- [Instructions to follow]: For the word "texture", give the number of lines in these entries that contain it, with nothing else.

- [Dataset extract]:
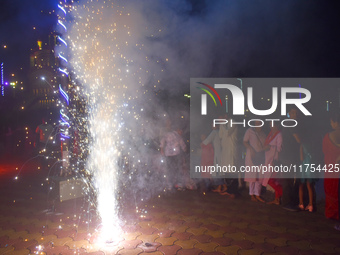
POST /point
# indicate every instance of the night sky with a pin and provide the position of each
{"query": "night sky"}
(272, 38)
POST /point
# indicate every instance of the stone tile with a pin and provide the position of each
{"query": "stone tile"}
(24, 244)
(77, 244)
(81, 236)
(132, 235)
(235, 236)
(6, 232)
(147, 238)
(229, 229)
(279, 229)
(299, 232)
(166, 240)
(301, 245)
(222, 223)
(152, 253)
(6, 249)
(145, 224)
(255, 238)
(211, 226)
(292, 237)
(222, 241)
(61, 233)
(147, 231)
(61, 241)
(206, 247)
(19, 252)
(14, 235)
(165, 232)
(232, 249)
(169, 250)
(324, 247)
(312, 252)
(135, 251)
(161, 226)
(249, 231)
(186, 244)
(3, 241)
(182, 228)
(182, 235)
(93, 248)
(269, 234)
(265, 247)
(57, 250)
(130, 244)
(215, 233)
(195, 224)
(48, 231)
(240, 225)
(189, 252)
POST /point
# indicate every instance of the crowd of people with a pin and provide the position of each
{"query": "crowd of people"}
(285, 146)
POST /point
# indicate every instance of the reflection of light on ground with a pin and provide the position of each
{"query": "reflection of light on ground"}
(8, 169)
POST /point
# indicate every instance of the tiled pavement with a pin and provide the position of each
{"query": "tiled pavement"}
(182, 223)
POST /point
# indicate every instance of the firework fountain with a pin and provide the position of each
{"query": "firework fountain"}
(108, 83)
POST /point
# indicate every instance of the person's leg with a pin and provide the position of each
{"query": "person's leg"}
(301, 206)
(257, 191)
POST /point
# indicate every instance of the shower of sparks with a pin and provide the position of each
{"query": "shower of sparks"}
(108, 85)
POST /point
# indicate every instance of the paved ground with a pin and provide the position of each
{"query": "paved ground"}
(186, 222)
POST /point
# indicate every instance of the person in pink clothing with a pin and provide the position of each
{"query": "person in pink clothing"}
(253, 140)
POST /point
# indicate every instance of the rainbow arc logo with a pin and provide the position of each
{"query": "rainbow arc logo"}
(204, 97)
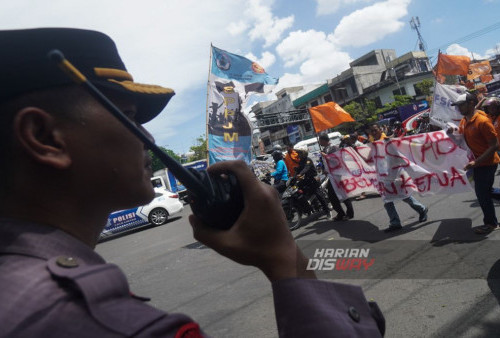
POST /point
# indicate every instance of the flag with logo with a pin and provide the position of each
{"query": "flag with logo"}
(232, 80)
(478, 69)
(328, 115)
(442, 112)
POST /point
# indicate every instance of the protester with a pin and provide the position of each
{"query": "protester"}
(481, 138)
(291, 159)
(79, 164)
(306, 176)
(328, 148)
(394, 220)
(491, 106)
(375, 133)
(350, 140)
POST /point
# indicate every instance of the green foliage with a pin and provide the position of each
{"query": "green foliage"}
(425, 86)
(157, 164)
(200, 149)
(360, 111)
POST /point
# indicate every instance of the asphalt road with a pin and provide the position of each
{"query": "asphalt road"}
(229, 300)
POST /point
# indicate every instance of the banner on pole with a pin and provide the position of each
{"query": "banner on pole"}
(328, 115)
(426, 164)
(232, 80)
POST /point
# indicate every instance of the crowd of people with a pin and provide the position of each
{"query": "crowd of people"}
(481, 130)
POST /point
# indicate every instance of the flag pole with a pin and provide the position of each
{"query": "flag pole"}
(208, 88)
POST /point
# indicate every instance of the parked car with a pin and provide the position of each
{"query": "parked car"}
(157, 212)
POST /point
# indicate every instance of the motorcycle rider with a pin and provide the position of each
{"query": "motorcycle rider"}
(305, 175)
(281, 174)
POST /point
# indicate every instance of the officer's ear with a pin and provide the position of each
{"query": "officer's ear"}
(41, 138)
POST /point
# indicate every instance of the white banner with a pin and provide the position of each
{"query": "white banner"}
(427, 164)
(442, 111)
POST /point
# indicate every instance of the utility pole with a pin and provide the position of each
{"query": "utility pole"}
(415, 25)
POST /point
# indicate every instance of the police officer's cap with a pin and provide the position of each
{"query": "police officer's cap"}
(25, 67)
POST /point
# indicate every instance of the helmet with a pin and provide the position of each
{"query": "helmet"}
(277, 155)
(491, 101)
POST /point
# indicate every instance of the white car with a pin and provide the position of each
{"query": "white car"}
(164, 204)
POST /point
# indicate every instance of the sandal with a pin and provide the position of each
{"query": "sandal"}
(486, 229)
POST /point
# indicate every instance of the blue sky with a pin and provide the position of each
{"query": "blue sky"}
(308, 41)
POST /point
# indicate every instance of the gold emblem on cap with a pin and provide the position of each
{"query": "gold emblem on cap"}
(67, 262)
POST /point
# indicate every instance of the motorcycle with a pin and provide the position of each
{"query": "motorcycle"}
(292, 213)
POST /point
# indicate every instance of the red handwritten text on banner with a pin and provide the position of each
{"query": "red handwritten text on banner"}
(427, 163)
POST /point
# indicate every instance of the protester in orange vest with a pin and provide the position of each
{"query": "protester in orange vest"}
(481, 137)
(292, 160)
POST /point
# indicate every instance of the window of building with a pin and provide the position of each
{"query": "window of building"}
(418, 92)
(423, 66)
(398, 92)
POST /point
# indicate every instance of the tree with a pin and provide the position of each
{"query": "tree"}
(425, 86)
(200, 149)
(157, 164)
(362, 113)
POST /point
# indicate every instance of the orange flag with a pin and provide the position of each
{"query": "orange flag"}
(328, 115)
(486, 78)
(477, 69)
(452, 65)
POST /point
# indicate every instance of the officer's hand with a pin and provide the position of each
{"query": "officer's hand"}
(260, 237)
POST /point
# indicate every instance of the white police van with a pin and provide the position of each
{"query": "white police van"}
(157, 212)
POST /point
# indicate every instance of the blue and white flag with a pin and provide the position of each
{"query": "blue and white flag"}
(232, 80)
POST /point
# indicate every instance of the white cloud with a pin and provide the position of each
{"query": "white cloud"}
(264, 24)
(265, 61)
(493, 51)
(163, 42)
(370, 24)
(456, 49)
(318, 56)
(325, 7)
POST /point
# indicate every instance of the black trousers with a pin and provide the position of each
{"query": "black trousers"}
(334, 200)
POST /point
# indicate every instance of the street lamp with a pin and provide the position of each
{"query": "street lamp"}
(397, 81)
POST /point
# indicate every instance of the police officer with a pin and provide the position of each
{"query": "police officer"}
(78, 164)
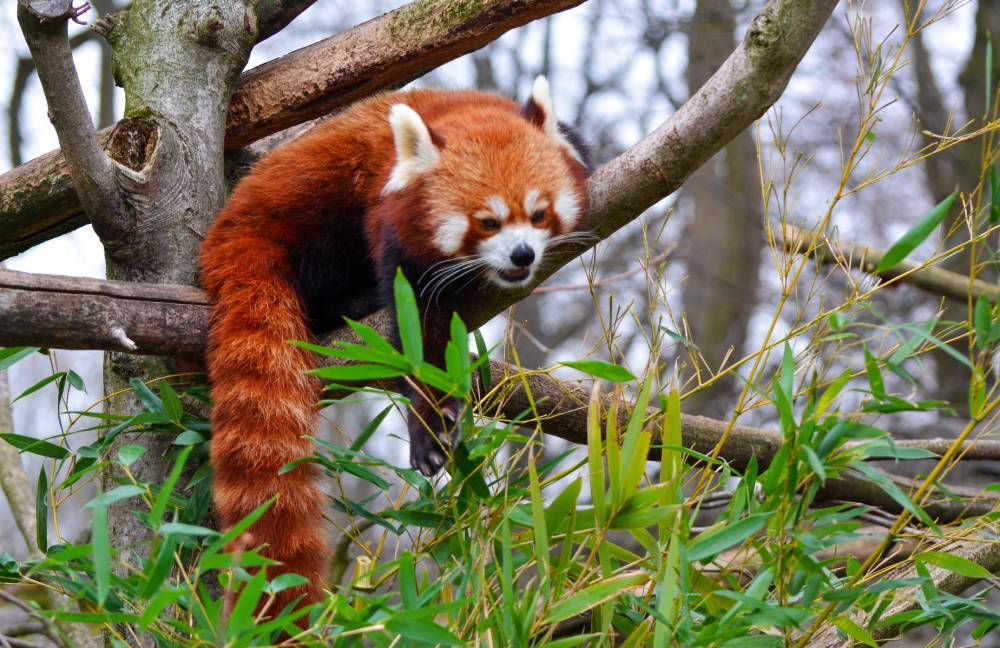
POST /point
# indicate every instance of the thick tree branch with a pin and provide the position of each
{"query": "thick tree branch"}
(747, 84)
(274, 15)
(978, 547)
(43, 23)
(932, 279)
(67, 312)
(38, 201)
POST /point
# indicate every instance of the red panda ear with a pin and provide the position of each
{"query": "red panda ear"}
(416, 151)
(539, 111)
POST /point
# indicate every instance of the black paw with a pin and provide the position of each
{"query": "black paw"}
(429, 451)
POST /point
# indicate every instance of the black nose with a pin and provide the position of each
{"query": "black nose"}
(522, 256)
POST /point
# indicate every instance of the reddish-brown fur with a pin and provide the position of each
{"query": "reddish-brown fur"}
(263, 400)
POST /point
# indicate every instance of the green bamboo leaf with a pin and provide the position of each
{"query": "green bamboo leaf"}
(485, 377)
(370, 429)
(116, 495)
(875, 382)
(146, 396)
(35, 446)
(601, 369)
(412, 626)
(10, 356)
(558, 511)
(102, 549)
(353, 373)
(856, 632)
(42, 511)
(160, 503)
(957, 564)
(38, 385)
(983, 321)
(635, 446)
(538, 522)
(408, 319)
(171, 402)
(916, 235)
(128, 454)
(593, 595)
(713, 542)
(76, 381)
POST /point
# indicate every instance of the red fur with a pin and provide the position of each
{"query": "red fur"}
(263, 400)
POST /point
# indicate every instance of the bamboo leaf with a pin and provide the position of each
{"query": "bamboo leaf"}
(714, 542)
(916, 234)
(957, 564)
(408, 319)
(593, 596)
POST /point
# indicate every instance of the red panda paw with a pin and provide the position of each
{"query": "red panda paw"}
(429, 449)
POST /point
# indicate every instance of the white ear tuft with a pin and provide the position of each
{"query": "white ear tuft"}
(415, 151)
(542, 98)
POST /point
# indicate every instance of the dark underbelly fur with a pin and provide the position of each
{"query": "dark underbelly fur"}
(339, 284)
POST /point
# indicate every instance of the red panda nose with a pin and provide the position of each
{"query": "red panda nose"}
(522, 256)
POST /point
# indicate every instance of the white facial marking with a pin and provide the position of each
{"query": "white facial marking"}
(449, 233)
(415, 152)
(499, 207)
(567, 208)
(533, 202)
(497, 249)
(543, 99)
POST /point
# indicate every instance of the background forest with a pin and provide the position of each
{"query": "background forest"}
(882, 128)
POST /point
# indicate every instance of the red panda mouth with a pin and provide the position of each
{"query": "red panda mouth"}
(514, 276)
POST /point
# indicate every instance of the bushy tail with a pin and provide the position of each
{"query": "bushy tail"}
(263, 408)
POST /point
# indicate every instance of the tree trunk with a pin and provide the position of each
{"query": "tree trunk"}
(178, 63)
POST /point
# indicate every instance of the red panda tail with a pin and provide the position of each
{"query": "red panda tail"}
(263, 408)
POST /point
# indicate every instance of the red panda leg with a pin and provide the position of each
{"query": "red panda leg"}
(263, 408)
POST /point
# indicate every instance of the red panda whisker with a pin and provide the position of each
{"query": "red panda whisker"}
(452, 274)
(443, 274)
(450, 261)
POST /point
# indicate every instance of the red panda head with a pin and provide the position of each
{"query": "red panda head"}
(498, 186)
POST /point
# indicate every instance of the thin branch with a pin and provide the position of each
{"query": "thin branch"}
(932, 279)
(71, 312)
(43, 23)
(979, 547)
(38, 201)
(274, 15)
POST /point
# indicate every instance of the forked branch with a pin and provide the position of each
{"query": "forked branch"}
(44, 24)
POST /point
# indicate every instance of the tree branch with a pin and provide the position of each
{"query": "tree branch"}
(71, 312)
(932, 279)
(274, 15)
(43, 23)
(978, 547)
(38, 201)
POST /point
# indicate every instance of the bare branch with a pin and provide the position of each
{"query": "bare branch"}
(38, 201)
(43, 23)
(274, 15)
(932, 279)
(978, 547)
(70, 312)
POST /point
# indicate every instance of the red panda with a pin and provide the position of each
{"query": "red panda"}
(465, 191)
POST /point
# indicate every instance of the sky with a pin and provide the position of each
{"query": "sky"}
(817, 82)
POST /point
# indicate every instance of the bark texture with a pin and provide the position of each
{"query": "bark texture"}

- [Exercise result]: 2